**What this task involves:**
Extract each line in the data below that contains the word "person".

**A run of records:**
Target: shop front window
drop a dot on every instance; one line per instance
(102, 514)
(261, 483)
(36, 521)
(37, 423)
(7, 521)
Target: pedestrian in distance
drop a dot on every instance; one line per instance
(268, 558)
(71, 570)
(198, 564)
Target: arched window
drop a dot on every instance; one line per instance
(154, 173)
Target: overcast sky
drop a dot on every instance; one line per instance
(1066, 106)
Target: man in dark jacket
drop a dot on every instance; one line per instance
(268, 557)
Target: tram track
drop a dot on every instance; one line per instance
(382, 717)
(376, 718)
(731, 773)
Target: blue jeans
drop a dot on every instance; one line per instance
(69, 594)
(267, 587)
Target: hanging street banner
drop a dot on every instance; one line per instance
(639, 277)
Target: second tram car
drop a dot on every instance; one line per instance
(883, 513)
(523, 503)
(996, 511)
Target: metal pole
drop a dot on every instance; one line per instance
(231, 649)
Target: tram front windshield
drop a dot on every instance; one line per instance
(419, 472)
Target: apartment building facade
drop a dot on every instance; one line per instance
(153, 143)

---

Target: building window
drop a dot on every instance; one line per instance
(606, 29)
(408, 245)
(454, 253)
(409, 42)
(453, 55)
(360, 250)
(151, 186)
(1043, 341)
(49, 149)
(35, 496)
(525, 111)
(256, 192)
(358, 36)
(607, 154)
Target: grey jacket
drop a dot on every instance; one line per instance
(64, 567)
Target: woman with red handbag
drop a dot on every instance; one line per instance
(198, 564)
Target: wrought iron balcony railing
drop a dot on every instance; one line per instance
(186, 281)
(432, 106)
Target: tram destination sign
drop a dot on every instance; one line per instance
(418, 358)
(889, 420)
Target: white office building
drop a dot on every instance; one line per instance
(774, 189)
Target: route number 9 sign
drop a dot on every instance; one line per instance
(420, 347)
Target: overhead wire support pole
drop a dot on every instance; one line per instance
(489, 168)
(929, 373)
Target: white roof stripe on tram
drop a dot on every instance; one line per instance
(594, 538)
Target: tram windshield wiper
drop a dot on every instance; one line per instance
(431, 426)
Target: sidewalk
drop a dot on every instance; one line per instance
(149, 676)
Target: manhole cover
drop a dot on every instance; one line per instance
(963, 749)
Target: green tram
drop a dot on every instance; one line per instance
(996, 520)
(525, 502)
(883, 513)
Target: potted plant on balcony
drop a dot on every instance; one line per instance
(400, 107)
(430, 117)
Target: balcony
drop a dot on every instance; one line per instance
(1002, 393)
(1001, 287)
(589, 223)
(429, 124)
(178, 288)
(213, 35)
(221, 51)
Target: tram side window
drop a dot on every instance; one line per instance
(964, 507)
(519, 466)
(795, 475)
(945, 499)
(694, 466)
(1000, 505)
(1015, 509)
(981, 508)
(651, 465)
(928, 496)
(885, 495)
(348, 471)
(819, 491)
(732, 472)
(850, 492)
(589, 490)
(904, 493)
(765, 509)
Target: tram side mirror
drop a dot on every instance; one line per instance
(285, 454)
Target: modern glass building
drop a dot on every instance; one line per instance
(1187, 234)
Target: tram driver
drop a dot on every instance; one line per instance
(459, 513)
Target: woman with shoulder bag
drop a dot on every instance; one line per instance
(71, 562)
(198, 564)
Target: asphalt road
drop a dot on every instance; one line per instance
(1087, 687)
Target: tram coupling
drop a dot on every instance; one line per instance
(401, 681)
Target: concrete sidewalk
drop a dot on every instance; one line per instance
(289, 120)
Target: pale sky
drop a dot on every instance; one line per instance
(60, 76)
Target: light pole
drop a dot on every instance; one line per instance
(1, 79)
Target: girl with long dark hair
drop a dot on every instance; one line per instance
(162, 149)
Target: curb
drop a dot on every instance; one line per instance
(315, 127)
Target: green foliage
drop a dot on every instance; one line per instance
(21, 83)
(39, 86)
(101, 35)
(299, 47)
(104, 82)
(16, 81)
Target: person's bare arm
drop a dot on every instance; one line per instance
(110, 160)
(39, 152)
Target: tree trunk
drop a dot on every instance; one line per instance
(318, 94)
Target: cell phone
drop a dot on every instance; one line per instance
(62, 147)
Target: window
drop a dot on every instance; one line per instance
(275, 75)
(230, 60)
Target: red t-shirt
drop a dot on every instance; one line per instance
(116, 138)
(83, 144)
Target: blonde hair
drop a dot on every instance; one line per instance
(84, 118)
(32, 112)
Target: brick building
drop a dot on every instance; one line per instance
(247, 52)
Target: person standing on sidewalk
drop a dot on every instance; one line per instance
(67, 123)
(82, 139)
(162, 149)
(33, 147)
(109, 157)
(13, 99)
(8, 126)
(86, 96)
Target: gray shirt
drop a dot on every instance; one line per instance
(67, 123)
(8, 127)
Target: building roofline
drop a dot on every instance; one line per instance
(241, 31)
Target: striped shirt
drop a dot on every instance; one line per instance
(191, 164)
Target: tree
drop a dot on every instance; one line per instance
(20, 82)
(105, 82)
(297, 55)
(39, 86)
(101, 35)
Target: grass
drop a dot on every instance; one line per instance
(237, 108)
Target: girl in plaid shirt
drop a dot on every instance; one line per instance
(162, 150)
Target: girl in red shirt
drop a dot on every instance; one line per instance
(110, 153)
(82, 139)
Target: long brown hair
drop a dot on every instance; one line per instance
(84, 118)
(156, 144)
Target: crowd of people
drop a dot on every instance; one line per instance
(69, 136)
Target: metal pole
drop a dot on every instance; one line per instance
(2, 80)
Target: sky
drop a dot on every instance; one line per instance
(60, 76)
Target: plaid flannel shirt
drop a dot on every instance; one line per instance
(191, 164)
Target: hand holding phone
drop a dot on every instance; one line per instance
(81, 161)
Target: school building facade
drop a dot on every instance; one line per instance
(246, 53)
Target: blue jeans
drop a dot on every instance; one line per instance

--

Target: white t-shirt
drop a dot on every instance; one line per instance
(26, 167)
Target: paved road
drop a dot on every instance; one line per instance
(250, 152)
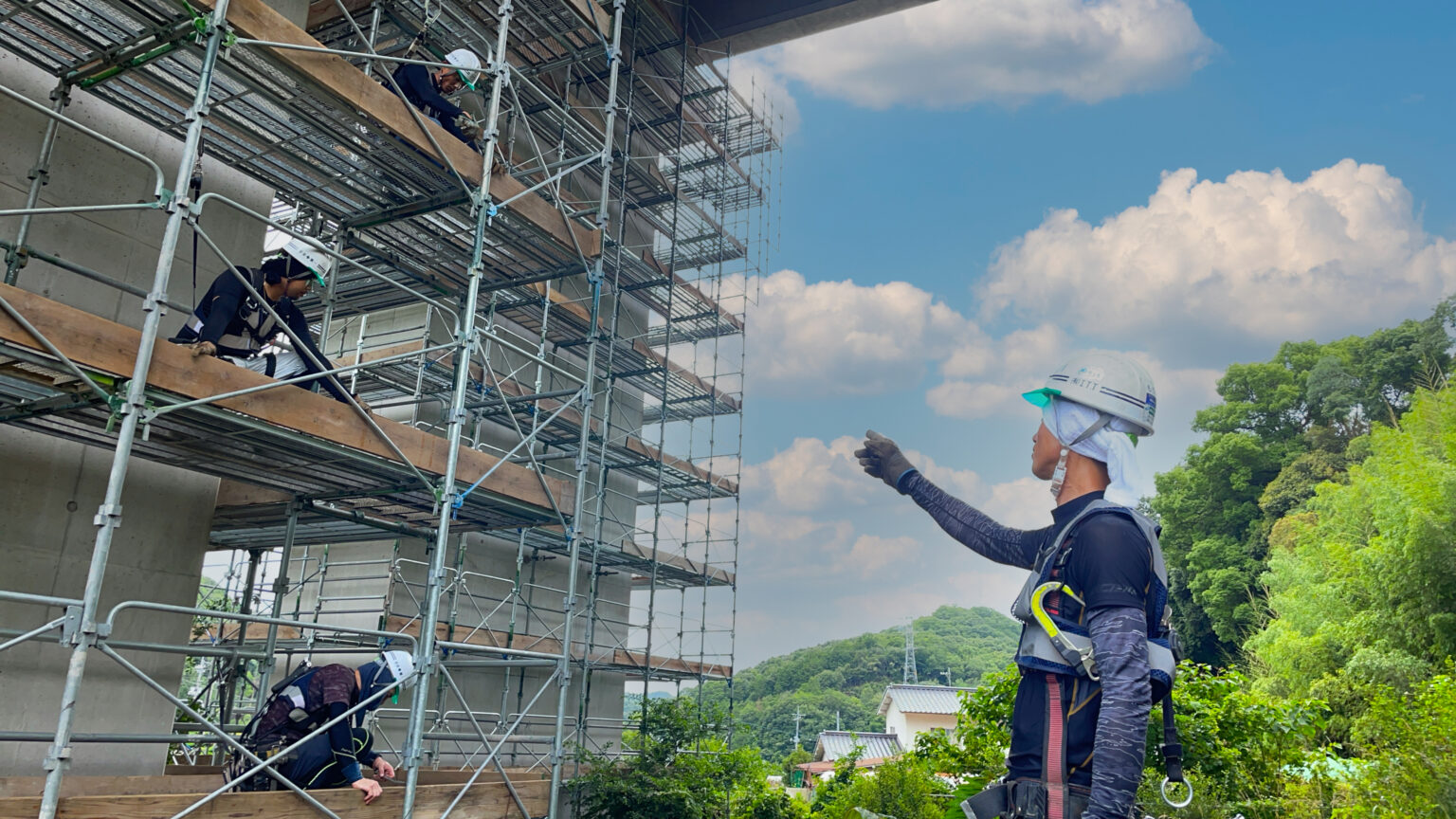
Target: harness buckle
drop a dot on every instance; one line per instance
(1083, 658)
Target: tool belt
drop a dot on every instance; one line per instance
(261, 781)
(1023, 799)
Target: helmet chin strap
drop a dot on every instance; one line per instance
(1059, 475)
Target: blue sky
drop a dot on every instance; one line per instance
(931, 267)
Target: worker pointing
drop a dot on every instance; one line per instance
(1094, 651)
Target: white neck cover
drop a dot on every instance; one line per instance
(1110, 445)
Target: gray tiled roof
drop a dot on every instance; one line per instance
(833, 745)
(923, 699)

**Output of the task:**
Target: person's bare arm
Target: person standing on sidewalk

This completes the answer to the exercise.